• _What you need to do_:
Write the entries below again, precisely as they appear.
===== Records =====
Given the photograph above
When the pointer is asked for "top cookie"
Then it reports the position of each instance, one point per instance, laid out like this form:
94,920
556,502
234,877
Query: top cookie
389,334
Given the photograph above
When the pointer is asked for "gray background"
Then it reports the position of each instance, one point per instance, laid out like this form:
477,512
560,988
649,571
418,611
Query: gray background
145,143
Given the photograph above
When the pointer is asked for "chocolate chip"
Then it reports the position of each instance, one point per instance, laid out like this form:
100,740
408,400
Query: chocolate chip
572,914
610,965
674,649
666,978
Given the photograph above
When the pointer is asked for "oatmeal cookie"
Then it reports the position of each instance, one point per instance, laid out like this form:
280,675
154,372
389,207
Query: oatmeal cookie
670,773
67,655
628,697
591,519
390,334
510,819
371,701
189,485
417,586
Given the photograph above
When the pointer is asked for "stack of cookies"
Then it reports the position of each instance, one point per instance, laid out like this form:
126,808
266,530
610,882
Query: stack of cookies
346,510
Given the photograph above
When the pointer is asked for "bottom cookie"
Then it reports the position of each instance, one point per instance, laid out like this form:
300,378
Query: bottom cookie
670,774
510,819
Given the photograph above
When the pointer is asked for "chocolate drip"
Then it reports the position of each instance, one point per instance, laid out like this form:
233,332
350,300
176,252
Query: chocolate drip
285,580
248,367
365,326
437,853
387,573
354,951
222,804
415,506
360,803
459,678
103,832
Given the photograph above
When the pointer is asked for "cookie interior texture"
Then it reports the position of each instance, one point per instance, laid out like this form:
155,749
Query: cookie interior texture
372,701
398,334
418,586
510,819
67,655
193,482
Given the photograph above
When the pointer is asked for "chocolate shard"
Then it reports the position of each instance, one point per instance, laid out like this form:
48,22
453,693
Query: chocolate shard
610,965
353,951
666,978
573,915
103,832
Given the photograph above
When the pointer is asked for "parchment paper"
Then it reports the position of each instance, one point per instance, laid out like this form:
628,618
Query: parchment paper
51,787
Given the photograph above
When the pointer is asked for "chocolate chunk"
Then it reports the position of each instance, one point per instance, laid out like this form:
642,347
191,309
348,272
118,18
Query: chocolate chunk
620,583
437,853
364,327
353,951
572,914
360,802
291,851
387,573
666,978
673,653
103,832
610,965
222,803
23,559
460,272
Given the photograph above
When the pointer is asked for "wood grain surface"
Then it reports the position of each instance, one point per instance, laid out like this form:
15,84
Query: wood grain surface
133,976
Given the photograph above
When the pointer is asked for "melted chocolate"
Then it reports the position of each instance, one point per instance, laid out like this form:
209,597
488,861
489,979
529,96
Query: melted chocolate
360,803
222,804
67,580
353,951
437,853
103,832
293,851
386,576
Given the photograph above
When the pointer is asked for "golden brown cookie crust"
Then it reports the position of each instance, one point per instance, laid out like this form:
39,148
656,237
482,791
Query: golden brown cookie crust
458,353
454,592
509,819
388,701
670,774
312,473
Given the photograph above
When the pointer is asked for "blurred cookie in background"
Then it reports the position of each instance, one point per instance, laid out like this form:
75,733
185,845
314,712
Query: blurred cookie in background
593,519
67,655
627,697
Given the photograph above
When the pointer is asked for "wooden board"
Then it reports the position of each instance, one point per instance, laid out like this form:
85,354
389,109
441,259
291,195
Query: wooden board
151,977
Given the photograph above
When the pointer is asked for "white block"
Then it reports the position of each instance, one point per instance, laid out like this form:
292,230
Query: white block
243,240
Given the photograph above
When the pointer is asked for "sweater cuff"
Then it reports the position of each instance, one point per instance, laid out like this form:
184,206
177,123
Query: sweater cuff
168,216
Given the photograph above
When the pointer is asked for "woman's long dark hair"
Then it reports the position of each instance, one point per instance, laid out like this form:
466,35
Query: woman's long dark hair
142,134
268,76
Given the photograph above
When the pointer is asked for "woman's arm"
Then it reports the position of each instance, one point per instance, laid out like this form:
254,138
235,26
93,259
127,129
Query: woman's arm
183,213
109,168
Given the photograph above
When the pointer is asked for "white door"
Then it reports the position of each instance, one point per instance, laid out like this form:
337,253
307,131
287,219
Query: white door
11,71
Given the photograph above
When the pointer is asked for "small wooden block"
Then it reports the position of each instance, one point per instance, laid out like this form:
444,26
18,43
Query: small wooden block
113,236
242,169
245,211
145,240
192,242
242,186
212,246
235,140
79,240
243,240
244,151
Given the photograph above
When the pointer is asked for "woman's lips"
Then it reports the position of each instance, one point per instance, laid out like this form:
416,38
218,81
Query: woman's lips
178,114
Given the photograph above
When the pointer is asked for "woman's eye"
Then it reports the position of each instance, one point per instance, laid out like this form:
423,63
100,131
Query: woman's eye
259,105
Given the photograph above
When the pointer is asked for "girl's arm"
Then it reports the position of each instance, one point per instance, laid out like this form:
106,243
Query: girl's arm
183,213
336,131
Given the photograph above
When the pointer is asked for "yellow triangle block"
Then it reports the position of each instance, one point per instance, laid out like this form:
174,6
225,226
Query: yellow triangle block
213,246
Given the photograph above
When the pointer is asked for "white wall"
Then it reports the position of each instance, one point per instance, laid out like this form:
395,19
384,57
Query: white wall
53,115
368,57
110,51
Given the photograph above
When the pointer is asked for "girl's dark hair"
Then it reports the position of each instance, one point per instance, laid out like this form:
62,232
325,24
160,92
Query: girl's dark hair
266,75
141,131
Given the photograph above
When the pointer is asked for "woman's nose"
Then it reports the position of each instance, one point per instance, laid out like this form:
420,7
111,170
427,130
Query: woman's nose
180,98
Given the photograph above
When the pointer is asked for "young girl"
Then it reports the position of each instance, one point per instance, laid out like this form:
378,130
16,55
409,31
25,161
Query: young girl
=====
• _Task output_:
Given the photograph above
When the pointer is asked for "top cookie"
Then it reports the position of each instance, one point per instance, laid out like this form:
94,920
556,502
234,877
Query: top cookie
389,334
Given the photograph above
When the pointer is asked for "gray background"
Then it reports the position of each instance, one point per instance, laid out like this form:
477,512
560,988
649,571
418,611
Query: gray background
145,143
Given the photograph above
When the pointer is asked for "chocolate chip"
Then it reports the position of each instance, one point per instance, laid out like this form:
100,740
408,400
Query: chocolate chip
572,914
610,965
674,649
666,978
Given the photograph above
When the pointer is asked for "oatmeal cookie"
Then it reports the position of each instance, one point per instance, laid out like this form:
280,675
154,372
389,207
Query: oatmeal cookie
670,773
67,655
628,697
591,519
390,334
510,819
371,701
189,485
417,586
Given the photograph above
When the pointer is asked for "stack of cookies"
Then it reports the position of each instance, one point per instance, laid out like this form:
126,808
266,530
610,882
Query: stack of cookies
346,510
Given the photograph above
When the pointer is asked for "bottom cookie"
Then it reports the position of each instance, one point per instance, laid out like this form:
300,378
Query: bottom cookie
670,774
510,819
Given the photograph above
When the pointer is asked for "chocolate drip"
Then it reports the position of each instance, one point per instance, laid out like this form:
233,332
350,300
176,252
Query: chocolate drip
285,580
248,367
365,326
437,853
387,573
354,951
222,804
415,506
360,803
459,678
103,832
Given the photograph above
When the pointer is asked for "cookie interior texture"
Then it reports the position of each instance, one point per instance, laid out like this form:
155,749
Query: cookie interior texture
372,701
398,334
418,586
510,819
67,655
193,482
Given the photograph above
When the pointer is asked for "chocolate shard"
Then it reports the position of each instance, one point per instance, laid out like this form:
48,22
453,693
Query: chocolate shard
610,965
353,951
666,978
573,915
103,832
Given the photograph above
When the pointer is asked for "parchment paper"
Then it reports the position of each instance, one point per instance, laid out like this form:
628,618
Query: parchment paper
51,787
Given the photograph above
When the pointer is asked for "chocolate chunk"
Then it reports the position of each instance, one point per instance, laid out like this form:
642,347
191,309
348,272
118,18
Query: chocolate chunk
620,583
437,853
364,327
353,951
572,914
360,802
291,851
387,573
666,978
673,653
103,832
610,965
222,803
23,559
460,272
Given the photograph above
When the pointer is asked for "wood grain surface"
Then it reports the position of each instance, one point per instance, laid out like this form:
15,84
Query: wood grain surface
133,976
Given the photograph above
When the pointer is asked for "melted chocolate"
Then it reports the position of each instance, one point per instance, laid out like this form:
209,597
488,861
489,979
529,96
Query: melted chocolate
360,803
222,804
67,580
353,951
437,853
103,832
293,851
386,576
Given the photograph above
When the pointer is asked for "golden brown cookie crust"
Then it reports the position of each instance, one point per instance, laid out like this form:
39,148
656,237
482,791
Query: golden brown cookie crust
458,353
454,592
509,819
388,701
670,774
312,473
Given the photograph above
When the pointer is asked for "blurred cookie in background"
Then it reports the position of each instance, one point per instance, laid out like this form:
75,733
185,845
314,712
Query: blurred cookie in background
593,519
67,655
627,697
Given the photograph above
When the pointer is asked for "wooden board"
Then it reports the position of each instance, one point per instance, laid out like this form:
85,354
389,109
441,259
291,195
Query: wooden board
151,977
Given the photograph above
When the pointer is asked for "white block"
Then it reports the position of each instance, one point per instance, laid out like this form:
292,230
Query: white block
243,240
Given the photograph above
When the pointer is asked for "sweater cuff"
Then it reports the position of each instance, one point per instance, laid out like this form:
184,206
177,123
Query: sweater cuff
168,216
Given the photograph above
When the pointer is asked for "woman's long dark hair"
Then it reports the position of each instance, one point per instance, laid out like this form:
466,35
Query: woman's long dark hair
142,134
268,76
Given the photograph above
When the pointer is asked for "woman's arm"
Then it reports the position of each instance, one point per instance, laid out like this form:
254,138
235,26
93,259
127,129
Query: woman's arm
183,213
109,168
Given the photograph above
When the pointer is asked for "white door"
Then it reports the position of each instance, one point per instance, laid out like this form:
337,253
307,131
287,219
Query: white door
11,71
Given the photograph above
When the pointer is asked for "small wooden block"
Then it reports the position of each instance, one point per instance, laid out like this form:
444,26
18,43
Query: small wooden block
113,236
242,169
245,211
145,240
192,242
242,186
212,246
235,140
79,240
243,240
244,151
Given the photograph above
When the pointer is asked for "woman's lips"
Then it reports the position of each instance, one point per instance, laid out like this form:
416,38
218,81
Query: woman's lips
178,114
Given the photograph above
When the pointer is asked for "woman's eye"
Then it reports the position of each instance, one point per instance, laid out like this form:
423,63
100,131
Query: woman's eye
259,105
Given the photograph above
When the pointer is asked for "girl's arm"
Then it reports the position of each instance, one point per instance, laid out like this form:
106,243
Query: girl's arm
183,213
336,131
Given the photograph above
When the pointer is asked for "yellow triangle block"
Then it reports the position of each instance, one point per instance, laid out like this form:
174,6
225,226
Query: yellow triangle block
213,246
Given the photograph above
When the pointer is asked for "white wall"
Then it reports the position of each instance, one point per instance, laid out like this form:
395,19
384,57
Query: white wall
53,115
368,57
110,51
Given the photograph above
When the pointer is asked for "girl's dark hair"
Then it reports the position of each instance, one point per instance, laid out like this form:
62,232
325,24
160,92
Query: girl's dark hair
266,75
141,131
Given the photograph above
When the pointer is asked for "woman's nose"
Then it reports the position of each instance, one point per instance, laid out like this form:
420,7
111,170
427,130
Query: woman's nose
180,98
Given the photograph above
When the pointer is asked for "young girl"
Then it reports the position of each instance, one point per instance, laid out like this form:
378,130
16,55
409,31
25,161
Query: young girl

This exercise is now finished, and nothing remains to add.